[[ RECORDS FOR THIS TASK open ]]

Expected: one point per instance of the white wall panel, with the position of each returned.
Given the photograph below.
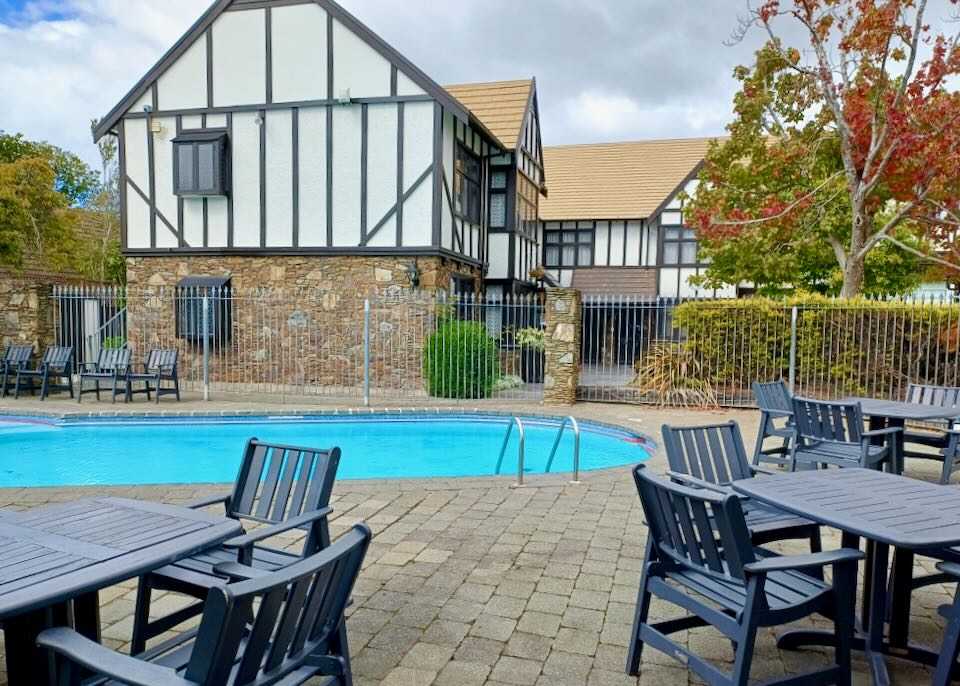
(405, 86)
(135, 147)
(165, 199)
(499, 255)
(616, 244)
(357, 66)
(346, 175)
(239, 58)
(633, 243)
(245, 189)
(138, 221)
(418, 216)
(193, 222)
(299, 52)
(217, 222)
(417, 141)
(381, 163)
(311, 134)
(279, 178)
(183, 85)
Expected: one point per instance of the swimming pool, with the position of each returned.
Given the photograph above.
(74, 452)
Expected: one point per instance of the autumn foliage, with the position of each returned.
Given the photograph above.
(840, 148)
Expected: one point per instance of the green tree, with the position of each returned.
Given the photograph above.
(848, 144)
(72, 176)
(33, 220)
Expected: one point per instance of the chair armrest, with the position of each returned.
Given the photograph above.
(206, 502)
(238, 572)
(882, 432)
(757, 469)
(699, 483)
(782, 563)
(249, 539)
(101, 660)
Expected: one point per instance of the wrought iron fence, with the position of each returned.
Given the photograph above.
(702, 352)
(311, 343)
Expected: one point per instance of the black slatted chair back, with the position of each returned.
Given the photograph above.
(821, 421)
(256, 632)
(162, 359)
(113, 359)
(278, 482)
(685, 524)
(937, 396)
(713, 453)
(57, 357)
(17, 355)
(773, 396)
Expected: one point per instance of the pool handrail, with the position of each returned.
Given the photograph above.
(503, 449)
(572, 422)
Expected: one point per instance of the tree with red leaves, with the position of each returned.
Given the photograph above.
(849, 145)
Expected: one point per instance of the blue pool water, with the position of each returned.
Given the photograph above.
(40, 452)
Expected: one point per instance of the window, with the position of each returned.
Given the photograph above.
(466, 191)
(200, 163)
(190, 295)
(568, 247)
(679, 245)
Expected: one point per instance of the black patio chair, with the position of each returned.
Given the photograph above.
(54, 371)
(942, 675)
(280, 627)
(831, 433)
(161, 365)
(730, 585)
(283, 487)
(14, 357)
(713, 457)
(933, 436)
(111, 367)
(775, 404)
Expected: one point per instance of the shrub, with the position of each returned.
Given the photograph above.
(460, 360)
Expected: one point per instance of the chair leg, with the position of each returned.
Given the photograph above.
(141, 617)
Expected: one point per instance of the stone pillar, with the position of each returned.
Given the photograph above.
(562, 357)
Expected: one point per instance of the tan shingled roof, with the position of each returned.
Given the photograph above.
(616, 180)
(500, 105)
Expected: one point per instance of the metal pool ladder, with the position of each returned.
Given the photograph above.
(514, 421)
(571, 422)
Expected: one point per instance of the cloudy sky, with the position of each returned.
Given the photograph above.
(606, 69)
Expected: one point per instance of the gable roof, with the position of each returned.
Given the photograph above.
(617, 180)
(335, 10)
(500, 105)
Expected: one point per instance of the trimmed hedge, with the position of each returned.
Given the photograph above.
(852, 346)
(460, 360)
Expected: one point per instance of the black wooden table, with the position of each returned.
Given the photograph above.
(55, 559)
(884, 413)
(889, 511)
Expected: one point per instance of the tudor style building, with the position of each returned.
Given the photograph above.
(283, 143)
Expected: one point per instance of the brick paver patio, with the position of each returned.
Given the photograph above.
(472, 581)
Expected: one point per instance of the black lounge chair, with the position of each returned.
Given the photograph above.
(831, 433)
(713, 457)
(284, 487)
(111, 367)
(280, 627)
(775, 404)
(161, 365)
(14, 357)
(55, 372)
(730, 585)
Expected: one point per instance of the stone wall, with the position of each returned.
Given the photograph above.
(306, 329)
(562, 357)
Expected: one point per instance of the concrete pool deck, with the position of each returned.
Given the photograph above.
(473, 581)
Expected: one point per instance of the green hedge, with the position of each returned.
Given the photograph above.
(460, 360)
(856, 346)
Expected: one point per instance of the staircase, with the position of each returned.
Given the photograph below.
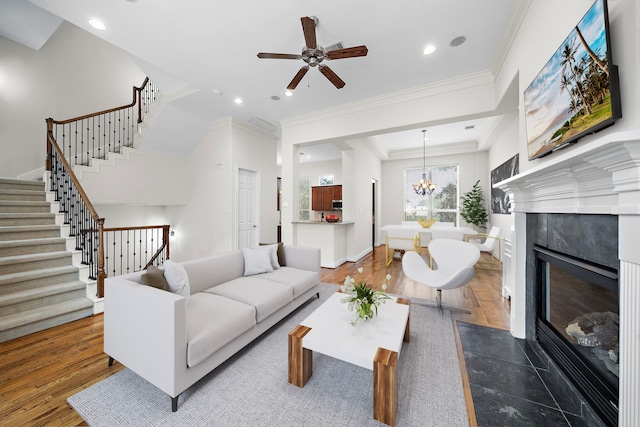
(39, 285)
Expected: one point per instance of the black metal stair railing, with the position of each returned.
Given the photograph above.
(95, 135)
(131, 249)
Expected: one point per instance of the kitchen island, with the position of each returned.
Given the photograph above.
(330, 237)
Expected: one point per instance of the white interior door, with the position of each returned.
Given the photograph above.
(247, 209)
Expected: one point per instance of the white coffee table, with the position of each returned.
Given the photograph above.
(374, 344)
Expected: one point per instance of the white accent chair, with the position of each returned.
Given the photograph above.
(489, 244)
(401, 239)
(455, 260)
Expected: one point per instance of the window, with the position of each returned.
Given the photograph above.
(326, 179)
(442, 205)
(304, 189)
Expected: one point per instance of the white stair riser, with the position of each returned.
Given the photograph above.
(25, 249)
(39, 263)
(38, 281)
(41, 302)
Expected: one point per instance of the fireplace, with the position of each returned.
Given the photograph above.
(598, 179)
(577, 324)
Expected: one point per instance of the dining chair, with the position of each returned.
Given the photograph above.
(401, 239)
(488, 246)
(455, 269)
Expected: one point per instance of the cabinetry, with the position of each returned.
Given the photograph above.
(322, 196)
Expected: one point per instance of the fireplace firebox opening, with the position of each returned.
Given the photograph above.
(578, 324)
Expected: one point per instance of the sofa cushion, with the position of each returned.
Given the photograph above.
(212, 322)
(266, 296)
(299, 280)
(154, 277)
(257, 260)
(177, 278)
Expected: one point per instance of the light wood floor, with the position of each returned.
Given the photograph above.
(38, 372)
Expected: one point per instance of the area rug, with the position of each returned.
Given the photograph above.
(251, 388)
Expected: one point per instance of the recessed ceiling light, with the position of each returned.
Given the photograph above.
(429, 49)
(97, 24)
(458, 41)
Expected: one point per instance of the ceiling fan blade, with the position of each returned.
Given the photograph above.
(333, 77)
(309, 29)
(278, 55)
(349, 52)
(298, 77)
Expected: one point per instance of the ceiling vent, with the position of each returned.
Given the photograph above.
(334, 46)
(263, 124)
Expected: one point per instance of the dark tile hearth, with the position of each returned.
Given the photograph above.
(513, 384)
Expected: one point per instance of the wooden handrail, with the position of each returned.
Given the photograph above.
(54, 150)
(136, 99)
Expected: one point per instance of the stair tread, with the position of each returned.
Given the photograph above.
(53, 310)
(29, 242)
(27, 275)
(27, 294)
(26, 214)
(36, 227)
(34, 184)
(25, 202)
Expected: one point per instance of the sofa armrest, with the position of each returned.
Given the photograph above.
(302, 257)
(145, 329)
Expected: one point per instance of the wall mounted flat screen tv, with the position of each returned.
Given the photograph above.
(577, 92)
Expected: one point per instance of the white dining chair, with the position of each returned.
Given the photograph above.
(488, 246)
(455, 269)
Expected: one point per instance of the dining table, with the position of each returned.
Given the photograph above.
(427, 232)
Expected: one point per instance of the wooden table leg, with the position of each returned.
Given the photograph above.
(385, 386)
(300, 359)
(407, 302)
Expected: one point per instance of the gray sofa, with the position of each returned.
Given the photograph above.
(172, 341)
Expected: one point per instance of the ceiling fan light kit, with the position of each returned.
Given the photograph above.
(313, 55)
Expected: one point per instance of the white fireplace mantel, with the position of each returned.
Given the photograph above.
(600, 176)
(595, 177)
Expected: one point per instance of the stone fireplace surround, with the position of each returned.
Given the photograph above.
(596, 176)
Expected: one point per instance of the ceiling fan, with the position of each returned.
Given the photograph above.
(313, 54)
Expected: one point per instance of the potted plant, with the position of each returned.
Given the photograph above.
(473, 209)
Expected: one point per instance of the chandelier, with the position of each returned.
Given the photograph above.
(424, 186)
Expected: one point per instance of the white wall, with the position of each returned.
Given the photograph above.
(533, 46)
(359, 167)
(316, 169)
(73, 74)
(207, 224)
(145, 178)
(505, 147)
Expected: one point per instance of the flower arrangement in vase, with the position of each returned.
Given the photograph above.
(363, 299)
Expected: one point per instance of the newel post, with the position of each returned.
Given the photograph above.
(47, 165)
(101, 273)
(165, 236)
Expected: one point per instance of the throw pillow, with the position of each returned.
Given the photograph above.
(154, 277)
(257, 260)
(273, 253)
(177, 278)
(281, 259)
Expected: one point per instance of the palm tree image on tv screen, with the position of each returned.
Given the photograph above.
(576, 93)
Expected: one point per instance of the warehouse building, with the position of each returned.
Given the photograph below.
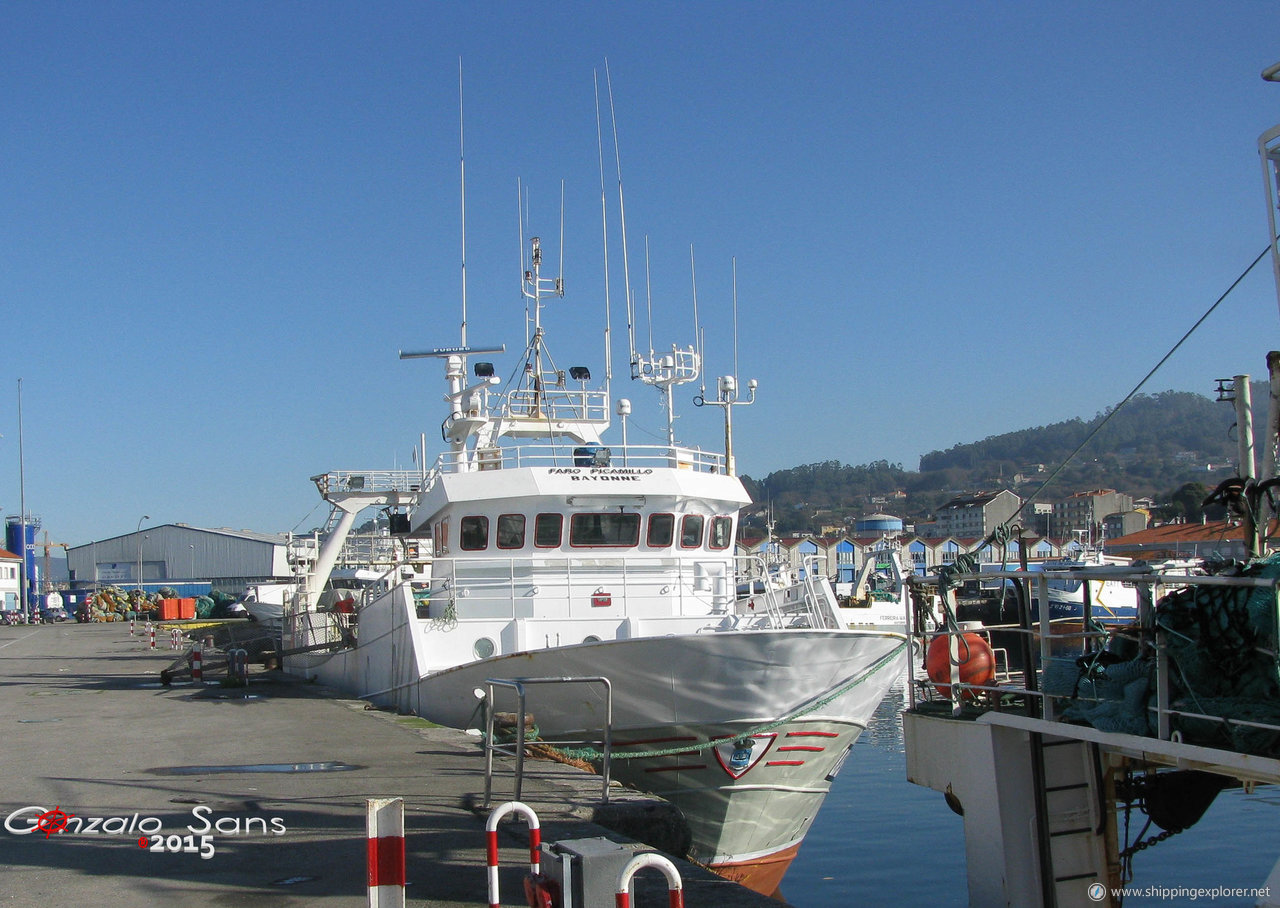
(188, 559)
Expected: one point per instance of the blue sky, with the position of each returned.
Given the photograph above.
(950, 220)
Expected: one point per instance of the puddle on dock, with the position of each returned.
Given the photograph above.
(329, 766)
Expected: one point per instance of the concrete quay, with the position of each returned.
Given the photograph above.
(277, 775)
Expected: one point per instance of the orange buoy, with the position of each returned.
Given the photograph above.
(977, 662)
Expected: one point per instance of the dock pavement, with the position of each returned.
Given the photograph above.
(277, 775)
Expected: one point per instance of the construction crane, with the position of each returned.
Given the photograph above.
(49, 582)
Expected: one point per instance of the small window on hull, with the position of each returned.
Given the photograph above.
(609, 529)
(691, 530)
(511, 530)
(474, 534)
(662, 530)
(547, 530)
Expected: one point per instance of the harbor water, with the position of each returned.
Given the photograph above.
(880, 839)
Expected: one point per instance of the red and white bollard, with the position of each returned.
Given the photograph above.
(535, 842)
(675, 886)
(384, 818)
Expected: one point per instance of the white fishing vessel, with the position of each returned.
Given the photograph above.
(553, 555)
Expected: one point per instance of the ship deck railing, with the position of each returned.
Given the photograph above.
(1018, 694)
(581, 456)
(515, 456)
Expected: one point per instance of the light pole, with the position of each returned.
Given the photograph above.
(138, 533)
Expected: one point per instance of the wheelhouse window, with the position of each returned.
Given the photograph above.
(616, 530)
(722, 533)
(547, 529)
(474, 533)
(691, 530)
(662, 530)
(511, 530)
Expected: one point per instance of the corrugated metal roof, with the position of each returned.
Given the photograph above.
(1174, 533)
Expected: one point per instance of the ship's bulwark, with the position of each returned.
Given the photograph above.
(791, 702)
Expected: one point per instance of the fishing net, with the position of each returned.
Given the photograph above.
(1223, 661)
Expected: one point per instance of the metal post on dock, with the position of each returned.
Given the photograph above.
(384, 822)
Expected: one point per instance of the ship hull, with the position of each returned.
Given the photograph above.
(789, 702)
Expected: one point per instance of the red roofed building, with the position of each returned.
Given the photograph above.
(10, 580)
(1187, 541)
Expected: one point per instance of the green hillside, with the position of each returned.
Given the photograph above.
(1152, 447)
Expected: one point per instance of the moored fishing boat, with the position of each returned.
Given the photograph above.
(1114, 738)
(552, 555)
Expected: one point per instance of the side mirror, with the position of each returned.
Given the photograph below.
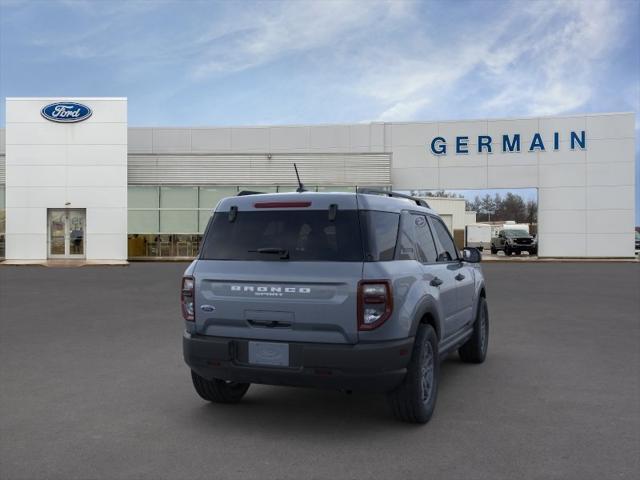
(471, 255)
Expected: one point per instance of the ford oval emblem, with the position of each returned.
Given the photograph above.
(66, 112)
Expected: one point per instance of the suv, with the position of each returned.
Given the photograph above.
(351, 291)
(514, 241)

[[ RECORDS FOR THIS TASK closed ]]

▸ **TASK INSTRUCTIONS**: Lines before the one containing "Expected: one point per instance of the side" are not wanted; write out that line and every later line through the end of the data above, exactly, without pictures.

▸ **FINISHED TASK**:
Expected: one point per instance of the side mirror, with the position of each returned.
Given the photograph below.
(471, 255)
Expected: one point per instance of the ford oval emblem, with the position of each returned.
Given the photograph above.
(66, 112)
Expected: one point per instance of the suv, with the position of each returned.
Given the photograph above.
(351, 291)
(514, 241)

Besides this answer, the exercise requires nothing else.